SET EXERCISE 1: In the text about figure skater Nikolaj Memola, who coaches him?
SET EXERCISE 2: Carry on the biography of figure skater Nikolaj Memola from its last sentence.

PASSAGE TO READ:
● ● ● ● ● ● ●
Nikolaj Memola (born 18 November 2003) is an Italian figure skater. He is the 2023 World University Games bronze medalist, a two-time bronze medalist on the ISU Challenger Series (at the 2022 CS Budapest Trophy and the 2022 CS Lombardia Trophy), and the 2023 Italian national silver medalist.

Memola is also the 2022–23 Junior Grand Prix Final champion, a two-time ISU Junior Grand Prix medalist (including gold at the 2022 JGP Latvia), and a top-ten finisher at the 2020 Winter Youth Olympics and the 2022 World Junior Figure Skating Championships.

Career

Early years 

Memola began learning to skate in 2008. He is coached by his mother, Olga Romanova, who is originally from Russia.

He debuted on the ISU Junior Grand Prix (JGP) series in October 2018, placing nineteenth in Slovenia. Memola competed at the 2020 Winter Youth Olympics in Lausanne, Switzerland, placing eighth.

2021–22 season 
Memola finished fourth at the 2021 JGP Austria in October 2021. He made his senior international debut later that month, placing fourth at Trophée Métropole Nice Côte d'Azur. In November, he finished ninth at the 2021 CS Warsaw Cup, his first appearance on the Challenger series. He stepped onto his first senior international podium in December, taking gold at the Santa Claus Cup in Hungary.

Following the withdrawal of Matteo Rizzo, Italy selected Memola to skate at the 2022 European Championships in Tallinn, Estonia. Competing in his first ISU Championship, he qualified to the final segment by placing twelfth in the short program and finished in fifteenth overall. He ended the season making his debut appearance at the World Junior Championships, where he placed seventh.

2022–23 season 
Planning a second split season between junior and senior, Memola had two assignments on the Junior Grand Prix circuit, winning silver at his first assignment, the 2022 JGP Czech Republic. The following week at the 2022 JGP Latvia in Riga, he won the gold medal. Memola's results qualified him for the 2022–23 Junior Grand Prix Final, which he stated he was particularly "happy" about as the event was being held in Italy that year. He said that he hoped to introduce a quad into the free skate in time. Returning to the Challenger series, Memola won bronze medals at both the Lombardia and Budapest Trophies.
● ● ● ● ● ● ●
SUPPLIED DATA:
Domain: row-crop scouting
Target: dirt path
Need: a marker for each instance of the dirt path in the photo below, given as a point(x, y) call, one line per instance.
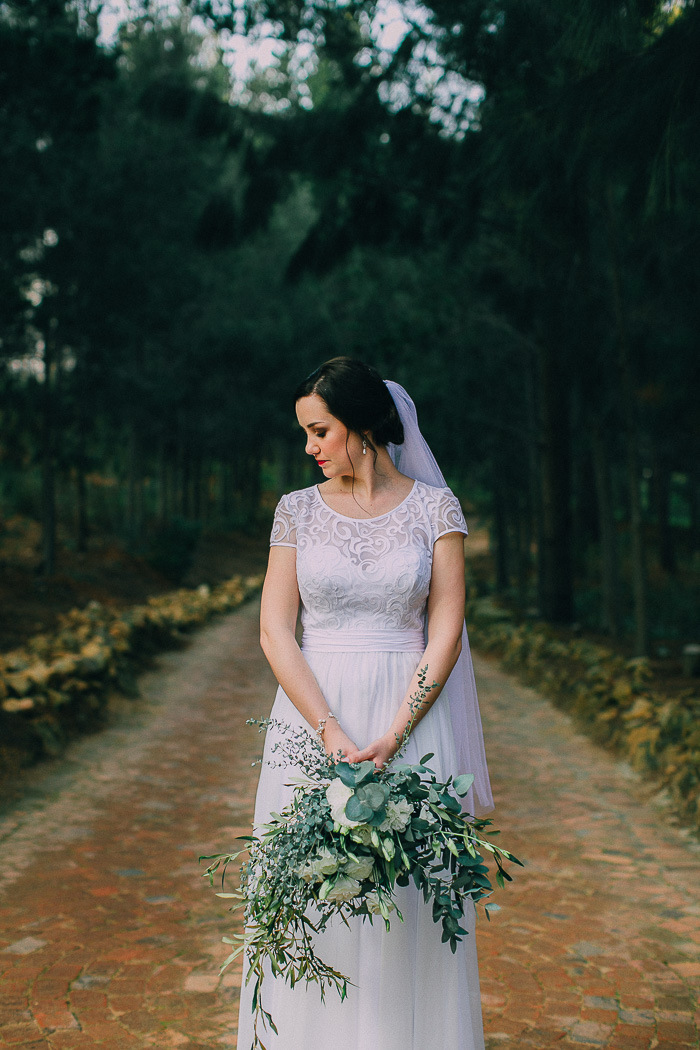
● ● ● ● ● ● ●
WRITTEN ANSWER 1: His mother, Olga Romanova, who is originally from Russia.

WRITTEN ANSWER 2:
Competing at the Junior Grand Prix Final on home ice in Turin, Memola finished second in the short program, saying afterward that it was "very important to me that I did such a good skate at home, in Italy and on the Olympic ice." He went on to win the free skate and the gold medal, albeit without attempting a quadruple jump as he had earlier hoped. This was the first Junior Grand Prix Final title for an Italian man and the first for Italy in any discipline since the ice dance team Faiella/Milo in the inaugural 1997–98 edition. Memola admitted afterward, "I started the season with the goal in mind coming here to Torino, but the first place was not my goal, and then the medal came, and I'm extremely happy."

Shortly after the Junior Grand Prix Final, Memola attended his first senior national championships, and won the silver medal. He finished first in the free skate at the event. He was then assigned to compete at the 2023 Winter World University Games, where he won the bronze medal.

In his final assignment of the season, Memola competed at the 2023 World Junior Championships. After stepping out of his jump combination in the short program, he finished sixth in that segment. He placed fourth in the free skate and rose to fourth overall, 1.35 points back of bronze medalist Nozomu Yoshioka. Memola did not attempt any quadruple jumps during the free program, having found them insufficiently secure in practice that day and not wanting to risk it.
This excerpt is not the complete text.